What is asked
Copy every item below word for word, and leave the pictures out of your copy.

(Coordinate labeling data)
###
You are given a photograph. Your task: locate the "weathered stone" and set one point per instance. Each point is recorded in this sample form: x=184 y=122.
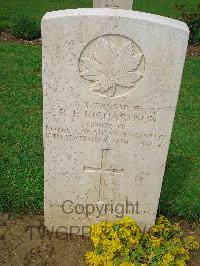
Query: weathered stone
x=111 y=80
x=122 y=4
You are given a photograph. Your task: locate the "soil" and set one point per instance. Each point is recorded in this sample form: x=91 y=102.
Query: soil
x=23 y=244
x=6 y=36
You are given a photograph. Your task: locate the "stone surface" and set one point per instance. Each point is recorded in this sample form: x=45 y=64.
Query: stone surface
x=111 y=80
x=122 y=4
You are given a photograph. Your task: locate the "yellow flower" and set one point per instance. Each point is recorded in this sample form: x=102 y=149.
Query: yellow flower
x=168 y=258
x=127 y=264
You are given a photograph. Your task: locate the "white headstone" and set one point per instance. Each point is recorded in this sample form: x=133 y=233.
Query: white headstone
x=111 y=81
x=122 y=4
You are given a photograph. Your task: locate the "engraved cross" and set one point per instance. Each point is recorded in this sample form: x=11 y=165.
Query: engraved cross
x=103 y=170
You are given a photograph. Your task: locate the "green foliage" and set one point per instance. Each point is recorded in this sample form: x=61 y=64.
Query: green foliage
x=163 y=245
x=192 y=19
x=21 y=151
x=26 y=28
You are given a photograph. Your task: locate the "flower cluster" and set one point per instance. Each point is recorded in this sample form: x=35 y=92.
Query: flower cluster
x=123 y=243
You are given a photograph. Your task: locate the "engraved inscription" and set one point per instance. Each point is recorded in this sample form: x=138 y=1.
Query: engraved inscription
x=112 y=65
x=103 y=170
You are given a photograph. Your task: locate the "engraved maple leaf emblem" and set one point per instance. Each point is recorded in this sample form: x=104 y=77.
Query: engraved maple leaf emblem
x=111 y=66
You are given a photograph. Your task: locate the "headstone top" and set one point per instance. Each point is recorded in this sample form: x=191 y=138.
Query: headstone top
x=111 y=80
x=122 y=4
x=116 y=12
###
Exercise solution
You are given a photograph. Your task: locate the "weathered stone" and set one point per instance. Each point is recorded in this sample form: x=184 y=122.
Query: weathered stone
x=111 y=80
x=122 y=4
You are given a photograph. Your task: locate the "soil" and set one point per instance. Each point is recorded in this sample form: x=91 y=102.
Query: soil
x=23 y=244
x=6 y=36
You are given a photograph. Your task: locate the "stone surface" and set one point per instance. Each point is recorded in this sample form: x=45 y=64.
Query: stone surface
x=111 y=80
x=122 y=4
You are given a photograph. Your task: locate the "yellow flower" and set one point per instance. Each point is recorded in this sample form: x=102 y=149.
Query: yellow flower
x=168 y=258
x=127 y=264
You are given a photograph. Your task: locate the "white headstone" and set one point per instance. Each point is recorded in this sample form: x=133 y=233.
Query: white headstone
x=111 y=81
x=122 y=4
You are given a photograph. Your task: locate the "engraved cross" and set one point per instance. Each point is recorded in this sample form: x=11 y=165.
Query: engraved cross
x=103 y=170
You are given a photograph. Your task: locate the "green foliage" and set one point per instance. Each point is recorded in this sample form: x=61 y=64.
Query: green foliage
x=163 y=245
x=192 y=19
x=21 y=151
x=26 y=28
You are given a photograph. Your task: locate the "flower cluster" and set one point per instance. Each point is recorded in this sample form: x=35 y=92.
Query: flower cluster
x=123 y=243
You are given a photograph. Your task: locate the "engraved inscription" and set one point per instance. Each point is recorded in this sample form: x=138 y=1.
Query: engraved inscription
x=112 y=65
x=103 y=170
You are given a photograph. Your task: locate the "engraved maple leaf emblem" and set one point per instance. Each point is recorded in this sample form: x=104 y=77.
Query: engraved maple leaf emblem
x=111 y=66
You are given a photograph. Your task: locate the "headstone top" and set one point per instance. Each point is recorded in this sample form: x=191 y=138.
Query: headstone top
x=111 y=80
x=122 y=4
x=116 y=12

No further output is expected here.